Zoomed-in part of spectra                                                                                                                                                                                            

When you look at these representations of a spectrum, you are seeing the “colors” of light going from shorter wavelengths (and higher energies) on the left to longer wavelengths (and lower energies) on the right. The vertical spikes represent the intensity of light detected at each wavelength. In the full spectrum, the clumps of lines on the right are created by carbon dioxide, carbon monoxide, water, and ammonia absorbing light from the brown dwarf. But the pebble in Faherty’s shoe is on the left side of the image, the “bump” in intensity you can spot at wavelengths less than 3.7 microns, highlighted in the zoomed-in part of the spectra.

ENTRIES SUPPLIED.
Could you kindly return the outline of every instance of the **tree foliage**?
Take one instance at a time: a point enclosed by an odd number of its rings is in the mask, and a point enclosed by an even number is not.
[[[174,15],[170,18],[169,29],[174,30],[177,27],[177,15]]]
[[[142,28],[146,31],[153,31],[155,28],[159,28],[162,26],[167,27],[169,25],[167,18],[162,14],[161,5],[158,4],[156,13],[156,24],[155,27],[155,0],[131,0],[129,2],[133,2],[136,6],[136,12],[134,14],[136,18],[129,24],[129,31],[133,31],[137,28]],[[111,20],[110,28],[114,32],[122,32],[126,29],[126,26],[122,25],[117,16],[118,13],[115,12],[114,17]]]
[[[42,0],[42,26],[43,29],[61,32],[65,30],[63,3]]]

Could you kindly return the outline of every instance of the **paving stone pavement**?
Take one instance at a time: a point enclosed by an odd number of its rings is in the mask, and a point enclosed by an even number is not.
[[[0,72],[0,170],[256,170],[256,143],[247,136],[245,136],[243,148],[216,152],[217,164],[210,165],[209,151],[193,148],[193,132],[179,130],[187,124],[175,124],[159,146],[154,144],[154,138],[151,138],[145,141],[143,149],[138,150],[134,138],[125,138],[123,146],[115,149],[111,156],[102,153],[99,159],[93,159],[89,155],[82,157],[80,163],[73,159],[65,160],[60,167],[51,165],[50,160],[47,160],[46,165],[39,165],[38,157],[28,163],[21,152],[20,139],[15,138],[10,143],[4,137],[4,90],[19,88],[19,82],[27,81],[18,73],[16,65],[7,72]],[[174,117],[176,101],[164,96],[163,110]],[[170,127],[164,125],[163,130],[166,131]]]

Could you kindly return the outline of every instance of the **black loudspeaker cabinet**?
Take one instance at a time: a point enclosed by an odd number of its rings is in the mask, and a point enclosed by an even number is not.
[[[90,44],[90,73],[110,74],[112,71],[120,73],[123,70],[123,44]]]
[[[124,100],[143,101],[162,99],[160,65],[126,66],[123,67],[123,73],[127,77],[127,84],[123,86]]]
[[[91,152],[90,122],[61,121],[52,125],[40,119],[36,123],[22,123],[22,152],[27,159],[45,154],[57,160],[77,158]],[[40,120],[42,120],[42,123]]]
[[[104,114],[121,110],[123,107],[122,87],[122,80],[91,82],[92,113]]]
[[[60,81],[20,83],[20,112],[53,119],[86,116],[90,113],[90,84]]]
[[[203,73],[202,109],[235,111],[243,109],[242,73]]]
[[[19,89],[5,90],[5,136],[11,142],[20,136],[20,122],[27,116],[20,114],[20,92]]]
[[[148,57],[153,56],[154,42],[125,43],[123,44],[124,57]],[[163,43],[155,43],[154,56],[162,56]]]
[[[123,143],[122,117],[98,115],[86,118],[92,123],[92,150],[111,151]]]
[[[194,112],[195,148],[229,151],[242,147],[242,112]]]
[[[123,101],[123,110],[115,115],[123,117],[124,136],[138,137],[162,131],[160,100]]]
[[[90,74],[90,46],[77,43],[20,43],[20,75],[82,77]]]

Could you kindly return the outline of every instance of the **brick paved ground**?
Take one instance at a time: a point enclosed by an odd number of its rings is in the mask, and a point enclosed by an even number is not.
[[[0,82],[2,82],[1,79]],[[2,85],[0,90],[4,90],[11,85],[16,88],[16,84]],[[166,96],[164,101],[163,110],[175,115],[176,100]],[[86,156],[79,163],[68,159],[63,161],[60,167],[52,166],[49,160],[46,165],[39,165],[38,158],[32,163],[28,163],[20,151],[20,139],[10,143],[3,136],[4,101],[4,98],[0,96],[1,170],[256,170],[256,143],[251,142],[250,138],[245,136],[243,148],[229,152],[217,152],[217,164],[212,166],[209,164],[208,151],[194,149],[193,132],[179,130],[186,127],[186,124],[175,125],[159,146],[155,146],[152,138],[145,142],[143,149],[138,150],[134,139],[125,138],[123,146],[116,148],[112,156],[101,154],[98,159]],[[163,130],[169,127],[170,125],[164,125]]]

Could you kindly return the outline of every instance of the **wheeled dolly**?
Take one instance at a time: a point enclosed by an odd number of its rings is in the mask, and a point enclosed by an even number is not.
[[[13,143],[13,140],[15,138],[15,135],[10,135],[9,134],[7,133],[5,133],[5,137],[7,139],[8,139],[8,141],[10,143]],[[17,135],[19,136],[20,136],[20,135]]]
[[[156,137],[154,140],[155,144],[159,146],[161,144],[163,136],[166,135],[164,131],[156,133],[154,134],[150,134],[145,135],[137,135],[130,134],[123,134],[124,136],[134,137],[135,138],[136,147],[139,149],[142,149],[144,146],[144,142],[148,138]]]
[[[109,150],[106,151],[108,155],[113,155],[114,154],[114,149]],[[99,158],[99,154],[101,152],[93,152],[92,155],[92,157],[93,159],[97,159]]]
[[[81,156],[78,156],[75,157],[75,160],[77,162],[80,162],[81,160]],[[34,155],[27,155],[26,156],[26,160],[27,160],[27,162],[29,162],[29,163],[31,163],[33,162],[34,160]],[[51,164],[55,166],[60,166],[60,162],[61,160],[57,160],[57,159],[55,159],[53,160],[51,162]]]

PROBLEM DESCRIPTION. Rewrite the spectrum passage between "Zoomed-in part of spectra" and "of the spectra.", inclusive, renaming "brown dwarf" as "substellar object". The records have no connection to the spectrum passage.

RESULT OF THIS EXERCISE.
Zoomed-in part of spectra                                                                                                                                                                                            

When you look at these representations of a spectrum, you are seeing the “colors” of light going from shorter wavelengths (and higher energies) on the left to longer wavelengths (and lower energies) on the right. The vertical spikes represent the intensity of light detected at each wavelength. In the full spectrum, the clumps of lines on the right are created by carbon dioxide, carbon monoxide, water, and ammonia absorbing light from the substellar object. But the pebble in Faherty’s shoe is on the left side of the image, the “bump” in intensity you can spot at wavelengths less than 3.7 microns, highlighted in the zoomed-in part of the spectra.